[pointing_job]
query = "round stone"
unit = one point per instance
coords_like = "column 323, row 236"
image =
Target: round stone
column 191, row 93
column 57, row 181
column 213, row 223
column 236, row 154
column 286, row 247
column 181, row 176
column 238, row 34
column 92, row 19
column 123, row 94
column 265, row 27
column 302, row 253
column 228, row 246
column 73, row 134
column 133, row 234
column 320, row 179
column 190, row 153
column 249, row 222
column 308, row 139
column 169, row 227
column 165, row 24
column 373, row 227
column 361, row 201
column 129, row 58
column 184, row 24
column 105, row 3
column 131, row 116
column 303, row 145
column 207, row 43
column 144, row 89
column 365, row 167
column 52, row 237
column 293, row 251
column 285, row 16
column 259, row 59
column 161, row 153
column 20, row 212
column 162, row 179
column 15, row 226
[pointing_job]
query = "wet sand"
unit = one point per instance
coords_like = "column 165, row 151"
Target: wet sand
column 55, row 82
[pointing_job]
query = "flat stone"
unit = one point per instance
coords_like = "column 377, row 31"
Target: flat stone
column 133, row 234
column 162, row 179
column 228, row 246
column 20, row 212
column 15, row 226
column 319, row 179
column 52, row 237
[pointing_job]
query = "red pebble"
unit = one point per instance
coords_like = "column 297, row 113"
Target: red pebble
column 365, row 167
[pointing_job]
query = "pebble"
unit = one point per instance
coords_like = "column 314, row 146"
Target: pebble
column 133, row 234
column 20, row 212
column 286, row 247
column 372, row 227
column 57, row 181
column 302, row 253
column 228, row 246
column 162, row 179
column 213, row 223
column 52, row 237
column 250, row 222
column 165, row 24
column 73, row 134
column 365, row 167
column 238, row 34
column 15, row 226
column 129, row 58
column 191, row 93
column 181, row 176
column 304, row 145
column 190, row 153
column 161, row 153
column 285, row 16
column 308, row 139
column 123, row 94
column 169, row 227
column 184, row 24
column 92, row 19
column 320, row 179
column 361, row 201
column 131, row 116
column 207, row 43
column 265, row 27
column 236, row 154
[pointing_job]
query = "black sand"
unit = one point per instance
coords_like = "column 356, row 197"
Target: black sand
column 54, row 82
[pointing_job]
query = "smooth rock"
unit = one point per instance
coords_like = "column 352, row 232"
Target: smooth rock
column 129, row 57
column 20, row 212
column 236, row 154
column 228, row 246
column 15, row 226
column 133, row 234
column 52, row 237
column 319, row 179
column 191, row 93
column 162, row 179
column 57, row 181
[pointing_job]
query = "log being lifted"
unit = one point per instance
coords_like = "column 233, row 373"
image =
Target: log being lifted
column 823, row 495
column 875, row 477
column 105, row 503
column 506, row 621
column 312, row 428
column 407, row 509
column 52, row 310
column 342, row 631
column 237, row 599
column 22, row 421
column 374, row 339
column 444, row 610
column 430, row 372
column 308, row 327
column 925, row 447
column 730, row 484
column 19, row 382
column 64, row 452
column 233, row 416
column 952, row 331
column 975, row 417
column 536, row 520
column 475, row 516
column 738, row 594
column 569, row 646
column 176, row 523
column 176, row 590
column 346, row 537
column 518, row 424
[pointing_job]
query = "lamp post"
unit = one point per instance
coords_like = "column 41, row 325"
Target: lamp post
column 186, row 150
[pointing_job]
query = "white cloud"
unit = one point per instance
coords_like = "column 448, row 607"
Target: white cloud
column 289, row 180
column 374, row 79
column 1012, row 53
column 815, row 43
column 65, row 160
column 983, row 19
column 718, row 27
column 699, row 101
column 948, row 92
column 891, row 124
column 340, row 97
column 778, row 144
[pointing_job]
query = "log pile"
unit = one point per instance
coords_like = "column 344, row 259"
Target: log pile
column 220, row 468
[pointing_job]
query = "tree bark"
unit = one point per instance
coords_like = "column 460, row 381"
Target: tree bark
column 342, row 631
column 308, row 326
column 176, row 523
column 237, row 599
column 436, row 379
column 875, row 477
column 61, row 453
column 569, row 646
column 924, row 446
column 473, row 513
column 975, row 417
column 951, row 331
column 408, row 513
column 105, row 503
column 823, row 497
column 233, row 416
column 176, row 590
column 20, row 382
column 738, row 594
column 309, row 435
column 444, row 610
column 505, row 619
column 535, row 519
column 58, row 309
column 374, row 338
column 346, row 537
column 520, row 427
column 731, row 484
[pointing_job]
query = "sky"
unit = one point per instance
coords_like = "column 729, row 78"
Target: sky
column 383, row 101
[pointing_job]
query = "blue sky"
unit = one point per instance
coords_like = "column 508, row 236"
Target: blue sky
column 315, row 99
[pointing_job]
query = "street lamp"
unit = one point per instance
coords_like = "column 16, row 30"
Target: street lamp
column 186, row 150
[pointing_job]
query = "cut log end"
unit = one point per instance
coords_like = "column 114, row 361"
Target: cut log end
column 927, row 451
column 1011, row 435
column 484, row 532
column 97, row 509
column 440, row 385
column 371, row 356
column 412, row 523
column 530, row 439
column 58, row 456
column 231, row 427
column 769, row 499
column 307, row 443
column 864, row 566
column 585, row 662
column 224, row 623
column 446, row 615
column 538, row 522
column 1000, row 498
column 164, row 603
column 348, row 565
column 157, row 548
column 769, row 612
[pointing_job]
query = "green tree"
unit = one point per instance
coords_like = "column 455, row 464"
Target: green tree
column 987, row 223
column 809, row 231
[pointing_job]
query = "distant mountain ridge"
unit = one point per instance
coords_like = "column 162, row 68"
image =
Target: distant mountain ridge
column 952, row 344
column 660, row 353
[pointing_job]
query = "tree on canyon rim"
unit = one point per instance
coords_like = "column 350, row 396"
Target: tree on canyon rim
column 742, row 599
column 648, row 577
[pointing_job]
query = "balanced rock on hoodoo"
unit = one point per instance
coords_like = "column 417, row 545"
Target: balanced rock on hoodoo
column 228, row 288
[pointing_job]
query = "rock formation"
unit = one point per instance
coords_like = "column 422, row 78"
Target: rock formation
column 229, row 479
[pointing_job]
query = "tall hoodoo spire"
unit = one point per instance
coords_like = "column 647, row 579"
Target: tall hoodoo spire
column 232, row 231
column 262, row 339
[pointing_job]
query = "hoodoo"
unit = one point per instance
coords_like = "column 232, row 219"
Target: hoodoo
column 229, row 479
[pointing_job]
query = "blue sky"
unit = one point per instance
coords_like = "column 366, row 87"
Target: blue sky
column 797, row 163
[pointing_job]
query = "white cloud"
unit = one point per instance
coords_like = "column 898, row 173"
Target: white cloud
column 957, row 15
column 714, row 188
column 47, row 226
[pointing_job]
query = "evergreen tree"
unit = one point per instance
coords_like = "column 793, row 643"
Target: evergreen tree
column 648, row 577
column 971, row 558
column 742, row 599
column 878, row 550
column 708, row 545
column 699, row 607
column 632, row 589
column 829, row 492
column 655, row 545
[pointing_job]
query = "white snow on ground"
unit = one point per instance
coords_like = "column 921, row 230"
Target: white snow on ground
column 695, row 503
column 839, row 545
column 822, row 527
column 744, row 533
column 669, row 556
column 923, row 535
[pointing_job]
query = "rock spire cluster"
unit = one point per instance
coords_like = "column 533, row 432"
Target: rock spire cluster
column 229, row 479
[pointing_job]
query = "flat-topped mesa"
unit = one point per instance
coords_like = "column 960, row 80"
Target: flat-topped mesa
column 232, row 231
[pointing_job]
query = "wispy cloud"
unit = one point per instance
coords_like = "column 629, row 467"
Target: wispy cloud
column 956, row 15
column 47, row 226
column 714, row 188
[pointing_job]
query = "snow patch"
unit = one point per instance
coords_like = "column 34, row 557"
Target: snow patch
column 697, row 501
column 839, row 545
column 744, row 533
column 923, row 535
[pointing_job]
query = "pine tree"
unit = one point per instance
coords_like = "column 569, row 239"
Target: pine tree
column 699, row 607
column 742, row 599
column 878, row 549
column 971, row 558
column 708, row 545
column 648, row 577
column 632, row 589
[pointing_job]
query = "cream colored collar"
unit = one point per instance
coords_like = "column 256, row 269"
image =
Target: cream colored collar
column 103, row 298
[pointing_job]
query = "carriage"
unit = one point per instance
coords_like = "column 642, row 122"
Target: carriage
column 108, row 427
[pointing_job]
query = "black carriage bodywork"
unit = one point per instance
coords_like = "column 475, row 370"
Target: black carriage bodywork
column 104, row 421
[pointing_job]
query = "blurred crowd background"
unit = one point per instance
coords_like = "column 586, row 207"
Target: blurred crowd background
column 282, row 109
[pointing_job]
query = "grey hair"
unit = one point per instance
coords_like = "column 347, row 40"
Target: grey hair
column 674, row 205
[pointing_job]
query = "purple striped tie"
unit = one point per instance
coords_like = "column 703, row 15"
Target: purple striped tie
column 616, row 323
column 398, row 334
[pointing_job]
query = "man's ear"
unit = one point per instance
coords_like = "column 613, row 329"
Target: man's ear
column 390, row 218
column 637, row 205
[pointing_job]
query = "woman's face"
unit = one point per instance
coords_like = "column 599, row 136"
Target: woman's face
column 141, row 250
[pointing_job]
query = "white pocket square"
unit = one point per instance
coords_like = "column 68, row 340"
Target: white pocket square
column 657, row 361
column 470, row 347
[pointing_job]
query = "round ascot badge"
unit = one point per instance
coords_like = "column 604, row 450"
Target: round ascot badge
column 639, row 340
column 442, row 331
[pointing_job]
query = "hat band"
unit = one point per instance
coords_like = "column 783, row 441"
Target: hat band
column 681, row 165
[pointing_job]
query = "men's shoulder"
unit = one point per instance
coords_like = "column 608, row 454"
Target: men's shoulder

^^^^^^^^^^^^^^^^

Pull out each line of the entries above that contains the word "snow" and copy it in full.

* _Solution_:
query = "white snow on ground"
Target: white snow on ground
query = "snow patch"
Target: snow patch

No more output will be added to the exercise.